---------- Records for this exercise ----------

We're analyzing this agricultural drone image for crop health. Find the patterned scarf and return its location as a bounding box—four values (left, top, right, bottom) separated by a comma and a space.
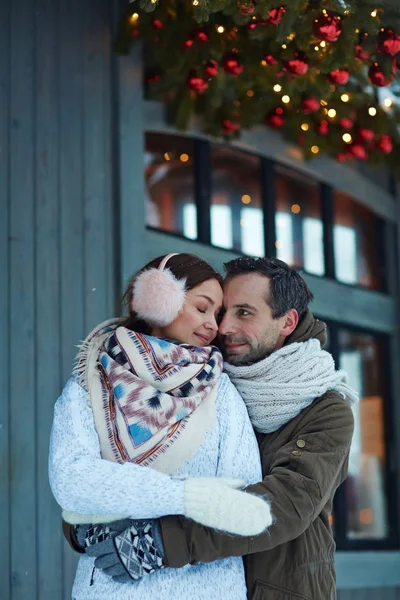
74, 320, 223, 474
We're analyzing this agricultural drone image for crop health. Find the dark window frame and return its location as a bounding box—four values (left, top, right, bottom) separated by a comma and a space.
323, 319, 400, 551
146, 131, 391, 294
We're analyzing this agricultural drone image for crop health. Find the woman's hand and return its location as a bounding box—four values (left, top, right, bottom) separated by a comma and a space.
184, 478, 272, 536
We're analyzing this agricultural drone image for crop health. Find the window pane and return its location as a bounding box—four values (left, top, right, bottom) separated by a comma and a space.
339, 330, 388, 539
275, 166, 325, 275
211, 146, 265, 256
144, 133, 197, 239
333, 190, 381, 289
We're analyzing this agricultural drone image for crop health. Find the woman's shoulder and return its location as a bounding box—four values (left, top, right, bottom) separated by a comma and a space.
55, 375, 89, 410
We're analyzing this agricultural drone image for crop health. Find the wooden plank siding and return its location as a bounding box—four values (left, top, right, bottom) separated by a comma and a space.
0, 2, 11, 599
0, 0, 119, 600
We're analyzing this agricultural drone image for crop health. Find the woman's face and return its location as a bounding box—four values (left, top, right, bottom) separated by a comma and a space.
152, 279, 223, 346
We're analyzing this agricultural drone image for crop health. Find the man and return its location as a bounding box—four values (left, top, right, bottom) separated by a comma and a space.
64, 257, 356, 600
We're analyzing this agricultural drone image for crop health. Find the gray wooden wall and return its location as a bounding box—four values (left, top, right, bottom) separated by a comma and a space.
0, 0, 116, 600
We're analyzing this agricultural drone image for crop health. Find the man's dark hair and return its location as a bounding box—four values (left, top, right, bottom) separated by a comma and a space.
224, 256, 314, 321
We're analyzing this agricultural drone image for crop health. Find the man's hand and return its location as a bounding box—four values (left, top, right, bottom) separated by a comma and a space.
86, 519, 165, 583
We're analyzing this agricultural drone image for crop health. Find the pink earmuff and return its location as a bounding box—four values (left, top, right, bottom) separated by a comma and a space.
131, 252, 186, 327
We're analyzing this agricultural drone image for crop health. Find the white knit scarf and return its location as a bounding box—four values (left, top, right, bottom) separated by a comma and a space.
225, 339, 358, 433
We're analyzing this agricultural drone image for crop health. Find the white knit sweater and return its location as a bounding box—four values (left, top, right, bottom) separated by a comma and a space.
49, 375, 261, 600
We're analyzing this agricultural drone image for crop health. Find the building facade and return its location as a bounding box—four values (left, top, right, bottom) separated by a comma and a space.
0, 0, 400, 600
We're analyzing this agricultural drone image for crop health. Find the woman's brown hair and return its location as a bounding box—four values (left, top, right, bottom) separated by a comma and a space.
122, 254, 223, 335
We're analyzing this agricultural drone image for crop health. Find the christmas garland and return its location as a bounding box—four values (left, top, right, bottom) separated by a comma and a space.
117, 0, 400, 171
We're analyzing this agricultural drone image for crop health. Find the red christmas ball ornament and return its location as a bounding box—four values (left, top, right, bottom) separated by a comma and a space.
301, 96, 320, 115
339, 117, 354, 129
376, 135, 393, 154
239, 0, 256, 16
285, 51, 308, 75
264, 54, 278, 65
314, 13, 342, 42
204, 59, 219, 77
222, 119, 240, 135
194, 31, 210, 43
328, 69, 350, 85
182, 39, 194, 50
297, 133, 306, 146
368, 61, 396, 87
316, 121, 329, 135
267, 6, 286, 25
222, 52, 243, 75
266, 109, 285, 129
186, 75, 208, 94
349, 144, 368, 160
356, 44, 371, 60
357, 127, 375, 142
377, 29, 400, 56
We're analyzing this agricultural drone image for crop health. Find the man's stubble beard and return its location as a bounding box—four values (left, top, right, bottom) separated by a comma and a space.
222, 331, 278, 367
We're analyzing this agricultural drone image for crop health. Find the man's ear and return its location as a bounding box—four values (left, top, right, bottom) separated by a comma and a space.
281, 308, 299, 337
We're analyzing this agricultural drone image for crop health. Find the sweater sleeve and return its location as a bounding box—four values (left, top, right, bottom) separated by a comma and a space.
161, 396, 354, 567
49, 379, 184, 519
217, 374, 261, 485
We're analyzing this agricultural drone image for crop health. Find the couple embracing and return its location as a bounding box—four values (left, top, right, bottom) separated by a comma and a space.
49, 254, 357, 600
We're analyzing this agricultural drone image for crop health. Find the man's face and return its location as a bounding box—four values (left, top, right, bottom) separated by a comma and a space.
219, 273, 288, 365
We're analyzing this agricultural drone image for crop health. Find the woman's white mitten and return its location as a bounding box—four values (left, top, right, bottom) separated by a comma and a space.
184, 477, 272, 536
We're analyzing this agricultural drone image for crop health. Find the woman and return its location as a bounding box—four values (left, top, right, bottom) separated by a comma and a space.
49, 254, 271, 600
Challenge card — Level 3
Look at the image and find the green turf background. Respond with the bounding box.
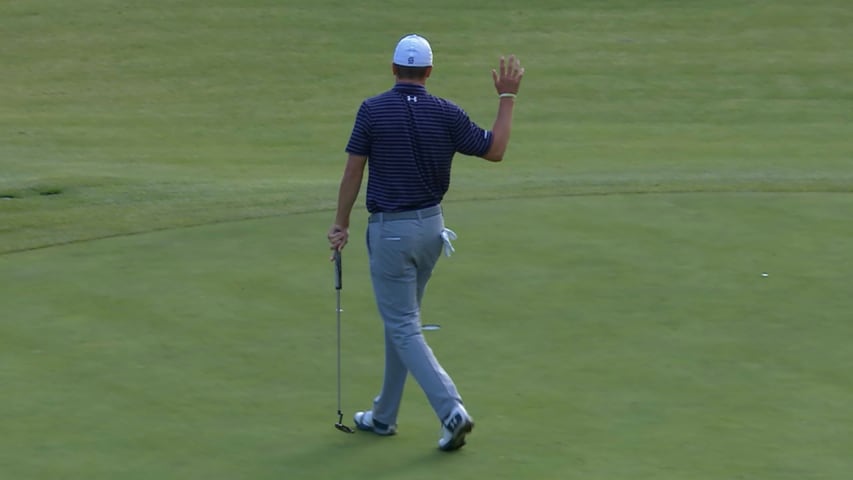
[0,0,853,480]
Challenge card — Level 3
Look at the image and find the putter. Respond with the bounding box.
[335,250,355,433]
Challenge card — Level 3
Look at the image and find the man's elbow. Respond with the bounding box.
[483,148,506,162]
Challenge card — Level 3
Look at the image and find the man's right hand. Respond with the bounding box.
[492,55,524,95]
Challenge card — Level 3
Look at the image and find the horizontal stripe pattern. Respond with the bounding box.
[346,83,492,213]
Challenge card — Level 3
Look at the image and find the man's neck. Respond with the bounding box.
[397,78,426,87]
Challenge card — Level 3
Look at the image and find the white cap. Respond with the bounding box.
[394,34,432,67]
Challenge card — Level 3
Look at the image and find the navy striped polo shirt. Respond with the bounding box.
[346,83,492,213]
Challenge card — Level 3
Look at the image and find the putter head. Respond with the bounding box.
[335,410,355,433]
[335,422,355,433]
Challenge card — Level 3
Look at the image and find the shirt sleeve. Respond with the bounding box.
[346,102,370,157]
[451,104,492,157]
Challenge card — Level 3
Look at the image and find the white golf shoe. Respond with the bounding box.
[438,405,474,452]
[353,410,397,436]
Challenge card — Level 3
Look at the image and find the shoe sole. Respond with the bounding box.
[438,421,474,452]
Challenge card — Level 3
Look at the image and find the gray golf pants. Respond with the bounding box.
[367,207,462,425]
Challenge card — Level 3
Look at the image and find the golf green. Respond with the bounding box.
[0,0,853,480]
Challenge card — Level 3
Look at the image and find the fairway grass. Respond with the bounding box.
[0,0,853,480]
[0,194,853,479]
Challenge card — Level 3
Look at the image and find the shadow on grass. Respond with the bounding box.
[285,432,470,479]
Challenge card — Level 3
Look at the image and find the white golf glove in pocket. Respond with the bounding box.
[441,228,456,257]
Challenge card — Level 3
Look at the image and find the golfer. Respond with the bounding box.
[328,35,524,451]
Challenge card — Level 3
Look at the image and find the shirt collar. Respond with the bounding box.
[393,83,427,95]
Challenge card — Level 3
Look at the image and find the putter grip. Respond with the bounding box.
[335,250,342,290]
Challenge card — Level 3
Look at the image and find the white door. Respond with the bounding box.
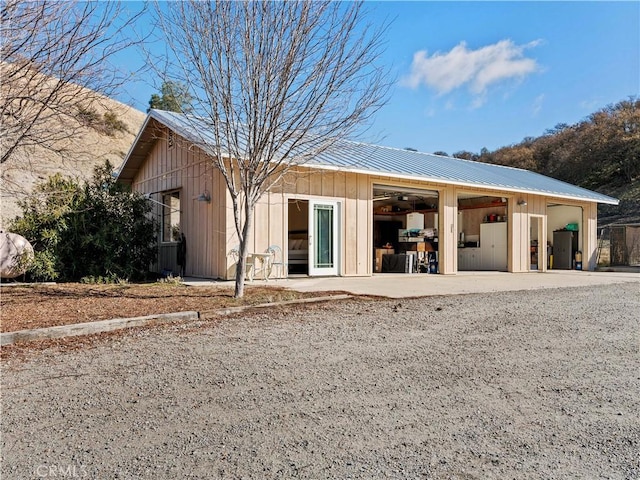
[309,200,338,276]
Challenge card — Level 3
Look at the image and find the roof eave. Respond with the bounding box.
[308,164,620,205]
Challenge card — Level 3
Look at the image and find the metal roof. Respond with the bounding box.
[121,110,618,205]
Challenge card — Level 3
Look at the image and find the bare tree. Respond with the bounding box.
[153,0,389,297]
[0,0,140,163]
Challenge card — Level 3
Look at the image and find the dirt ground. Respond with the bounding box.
[0,283,338,332]
[1,284,640,479]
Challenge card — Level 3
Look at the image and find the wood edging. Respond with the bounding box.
[205,294,353,315]
[0,294,353,346]
[0,311,200,346]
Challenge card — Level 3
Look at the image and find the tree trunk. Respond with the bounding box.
[234,198,253,298]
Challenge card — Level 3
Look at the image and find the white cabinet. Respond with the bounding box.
[458,248,481,271]
[480,222,507,272]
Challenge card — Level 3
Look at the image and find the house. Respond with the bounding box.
[118,110,618,279]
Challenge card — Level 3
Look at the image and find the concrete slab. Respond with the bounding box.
[185,270,640,298]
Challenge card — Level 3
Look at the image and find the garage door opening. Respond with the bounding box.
[457,194,509,272]
[372,185,439,273]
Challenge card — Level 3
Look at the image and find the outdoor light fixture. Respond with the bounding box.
[196,190,211,203]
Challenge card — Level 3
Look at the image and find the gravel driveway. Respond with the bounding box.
[1,284,640,479]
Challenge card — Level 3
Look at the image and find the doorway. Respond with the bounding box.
[529,215,547,272]
[288,199,340,276]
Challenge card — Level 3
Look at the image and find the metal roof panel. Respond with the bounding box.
[120,110,618,205]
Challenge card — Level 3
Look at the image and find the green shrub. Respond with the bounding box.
[11,162,156,282]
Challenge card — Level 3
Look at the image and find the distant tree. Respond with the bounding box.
[0,0,144,163]
[147,80,193,113]
[152,0,391,297]
[10,162,156,281]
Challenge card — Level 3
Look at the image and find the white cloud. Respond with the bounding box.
[403,40,540,96]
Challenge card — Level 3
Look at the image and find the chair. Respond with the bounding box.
[227,247,254,282]
[266,245,289,278]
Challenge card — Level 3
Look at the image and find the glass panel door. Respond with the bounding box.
[309,200,338,276]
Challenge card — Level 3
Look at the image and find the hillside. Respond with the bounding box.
[0,97,145,228]
[454,98,640,226]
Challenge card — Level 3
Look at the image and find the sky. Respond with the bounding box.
[114,1,640,155]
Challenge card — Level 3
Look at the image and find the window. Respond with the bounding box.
[162,191,180,242]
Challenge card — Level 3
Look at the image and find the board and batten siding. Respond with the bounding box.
[132,124,597,279]
[132,129,226,278]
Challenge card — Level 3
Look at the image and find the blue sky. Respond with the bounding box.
[116,1,640,154]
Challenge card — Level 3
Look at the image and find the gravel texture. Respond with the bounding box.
[1,284,640,479]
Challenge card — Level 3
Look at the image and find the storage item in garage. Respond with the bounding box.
[382,254,415,273]
[575,250,582,270]
[373,248,396,273]
[553,230,578,270]
[407,212,424,230]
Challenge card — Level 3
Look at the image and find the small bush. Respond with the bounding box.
[11,162,156,283]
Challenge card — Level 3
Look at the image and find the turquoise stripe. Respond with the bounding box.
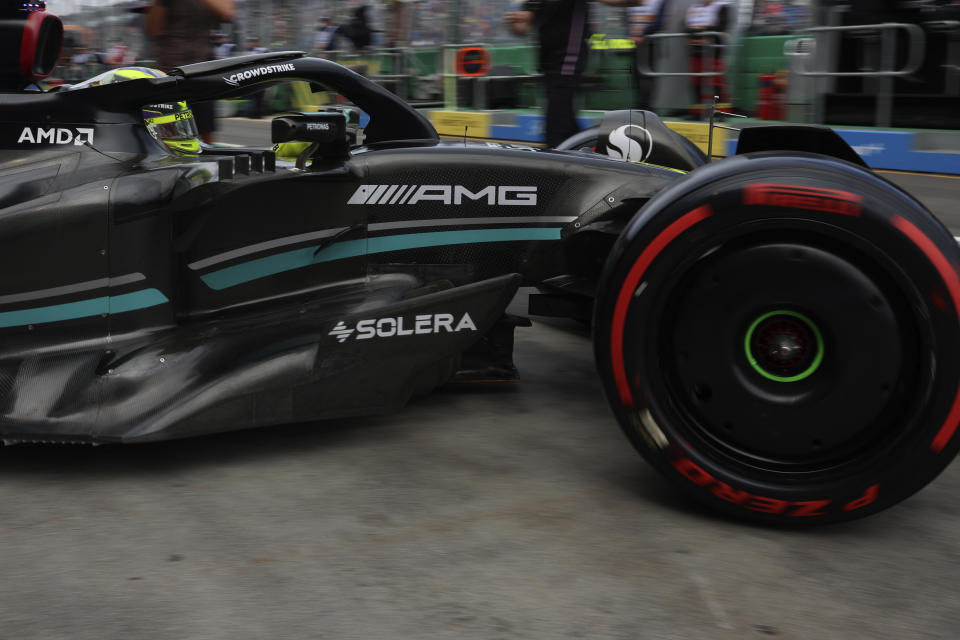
[0,289,169,327]
[200,227,560,290]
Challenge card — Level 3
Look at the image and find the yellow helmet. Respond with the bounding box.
[71,67,200,155]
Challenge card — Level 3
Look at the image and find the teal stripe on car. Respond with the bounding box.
[0,289,169,327]
[200,227,560,290]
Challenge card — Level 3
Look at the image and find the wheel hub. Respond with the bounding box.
[744,310,824,382]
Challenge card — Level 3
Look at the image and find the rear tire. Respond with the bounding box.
[594,153,960,524]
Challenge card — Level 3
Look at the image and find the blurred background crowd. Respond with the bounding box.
[47,0,960,128]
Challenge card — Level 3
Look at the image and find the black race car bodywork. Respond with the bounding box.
[0,6,960,522]
[0,54,680,442]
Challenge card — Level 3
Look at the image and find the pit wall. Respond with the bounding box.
[426,109,960,175]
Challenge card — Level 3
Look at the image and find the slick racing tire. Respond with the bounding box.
[594,153,960,524]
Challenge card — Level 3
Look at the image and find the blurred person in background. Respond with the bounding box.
[503,0,633,147]
[213,31,237,58]
[343,4,373,51]
[387,0,414,47]
[313,16,340,53]
[247,36,270,118]
[627,0,670,109]
[247,36,270,53]
[686,0,731,115]
[147,0,237,144]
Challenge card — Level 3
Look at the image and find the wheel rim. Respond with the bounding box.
[649,232,919,474]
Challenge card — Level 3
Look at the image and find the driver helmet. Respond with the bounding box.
[71,67,200,155]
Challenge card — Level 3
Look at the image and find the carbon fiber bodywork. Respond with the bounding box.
[0,53,679,442]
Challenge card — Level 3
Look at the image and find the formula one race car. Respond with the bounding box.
[0,2,960,523]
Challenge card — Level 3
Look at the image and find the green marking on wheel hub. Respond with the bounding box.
[743,309,824,382]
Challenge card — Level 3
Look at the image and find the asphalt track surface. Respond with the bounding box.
[0,117,960,640]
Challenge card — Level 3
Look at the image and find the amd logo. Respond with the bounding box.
[328,313,477,343]
[347,184,537,207]
[17,127,93,147]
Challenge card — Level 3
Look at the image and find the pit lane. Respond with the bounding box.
[0,123,960,639]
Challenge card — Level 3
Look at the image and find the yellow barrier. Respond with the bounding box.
[664,120,730,156]
[428,111,491,138]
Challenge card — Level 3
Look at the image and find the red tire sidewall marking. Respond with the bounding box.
[610,205,713,408]
[890,215,960,454]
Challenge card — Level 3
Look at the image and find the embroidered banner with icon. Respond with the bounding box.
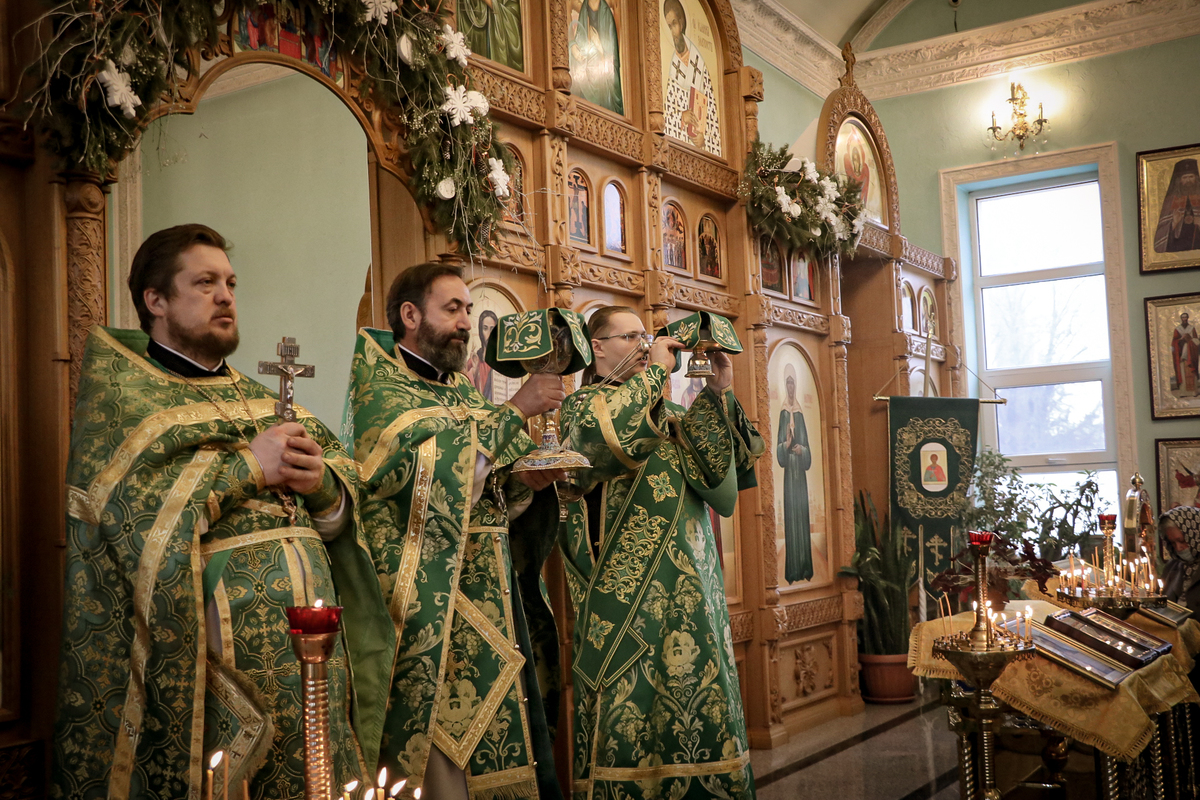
[888,397,979,583]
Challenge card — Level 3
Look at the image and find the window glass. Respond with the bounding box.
[982,275,1109,369]
[976,181,1104,276]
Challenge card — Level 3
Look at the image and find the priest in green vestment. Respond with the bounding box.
[560,307,766,800]
[350,264,564,800]
[50,225,394,800]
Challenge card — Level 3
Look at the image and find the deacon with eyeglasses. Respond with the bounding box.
[559,306,766,799]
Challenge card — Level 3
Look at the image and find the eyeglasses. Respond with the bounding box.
[593,333,654,344]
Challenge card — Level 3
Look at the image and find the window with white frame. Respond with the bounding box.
[967,174,1117,498]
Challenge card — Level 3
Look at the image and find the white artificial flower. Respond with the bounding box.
[487,158,509,197]
[800,158,821,184]
[96,60,142,120]
[442,86,475,127]
[362,0,397,25]
[396,34,413,66]
[442,25,470,70]
[467,89,490,120]
[821,178,838,200]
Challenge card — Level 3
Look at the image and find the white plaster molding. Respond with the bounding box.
[938,142,1132,486]
[854,0,1200,100]
[200,61,296,103]
[733,0,1200,101]
[733,0,844,97]
[108,139,142,327]
[850,0,912,53]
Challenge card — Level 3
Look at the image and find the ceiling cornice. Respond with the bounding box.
[733,0,842,97]
[850,0,912,53]
[733,0,1200,101]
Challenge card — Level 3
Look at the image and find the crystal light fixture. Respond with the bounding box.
[984,83,1050,155]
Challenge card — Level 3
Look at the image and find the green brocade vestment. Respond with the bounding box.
[560,365,766,800]
[52,327,394,800]
[350,329,560,799]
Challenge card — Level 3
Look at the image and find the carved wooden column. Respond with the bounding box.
[62,173,108,414]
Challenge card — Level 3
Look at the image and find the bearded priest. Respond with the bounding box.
[350,264,565,800]
[560,306,766,800]
[50,224,394,800]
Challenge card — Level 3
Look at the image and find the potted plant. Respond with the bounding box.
[929,534,1058,614]
[839,492,917,703]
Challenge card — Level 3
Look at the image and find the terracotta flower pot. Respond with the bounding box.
[858,652,917,703]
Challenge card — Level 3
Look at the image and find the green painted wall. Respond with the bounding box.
[143,76,371,433]
[875,37,1200,501]
[868,0,1080,50]
[742,47,824,148]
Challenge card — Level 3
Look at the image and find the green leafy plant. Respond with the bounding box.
[25,0,514,255]
[838,492,917,656]
[739,139,866,258]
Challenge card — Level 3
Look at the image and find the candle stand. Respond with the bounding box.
[934,531,1033,800]
[280,606,342,800]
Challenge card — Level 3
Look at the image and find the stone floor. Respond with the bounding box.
[750,687,959,800]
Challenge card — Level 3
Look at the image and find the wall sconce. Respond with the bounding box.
[984,83,1050,156]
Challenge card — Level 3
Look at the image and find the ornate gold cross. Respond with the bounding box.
[258,336,317,422]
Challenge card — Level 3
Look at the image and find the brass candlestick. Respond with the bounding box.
[287,601,342,800]
[934,530,1034,800]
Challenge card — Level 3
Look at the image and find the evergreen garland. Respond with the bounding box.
[28,0,514,255]
[739,139,866,258]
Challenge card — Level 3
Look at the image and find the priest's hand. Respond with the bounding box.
[706,350,733,393]
[280,431,325,494]
[512,469,566,492]
[509,373,566,419]
[650,336,683,372]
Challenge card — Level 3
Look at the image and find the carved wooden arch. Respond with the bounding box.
[817,51,900,235]
[142,47,437,234]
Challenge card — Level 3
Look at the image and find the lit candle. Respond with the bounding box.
[204,750,224,800]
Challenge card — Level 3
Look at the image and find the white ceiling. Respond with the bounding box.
[779,0,886,48]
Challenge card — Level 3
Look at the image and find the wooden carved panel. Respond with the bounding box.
[62,174,108,409]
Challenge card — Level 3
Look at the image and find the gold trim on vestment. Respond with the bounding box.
[106,450,218,800]
[433,589,524,770]
[187,521,209,800]
[88,397,275,517]
[212,576,236,669]
[67,485,100,525]
[280,531,312,606]
[293,547,324,606]
[200,525,322,556]
[592,753,750,781]
[389,437,438,633]
[241,498,290,518]
[359,405,467,481]
[592,392,641,469]
[467,766,538,796]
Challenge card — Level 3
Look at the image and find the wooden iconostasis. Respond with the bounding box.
[0,0,964,772]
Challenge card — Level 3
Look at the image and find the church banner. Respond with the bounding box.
[888,397,979,584]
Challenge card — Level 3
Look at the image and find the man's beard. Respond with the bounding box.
[167,317,241,362]
[416,319,470,372]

----------

- What you need to do:
Can you copy the records word for word, from the first line down to the line that contains "74, 320, 223, 474", including that line? Leave the pictures out of your copy.

- Complete response:
We're analyzing this agricultural drone image for crop health. Find the patterned scarf and return its location as a bounding box—four values (left, top, right, bottom) separated by a comma and a space.
74, 320, 223, 474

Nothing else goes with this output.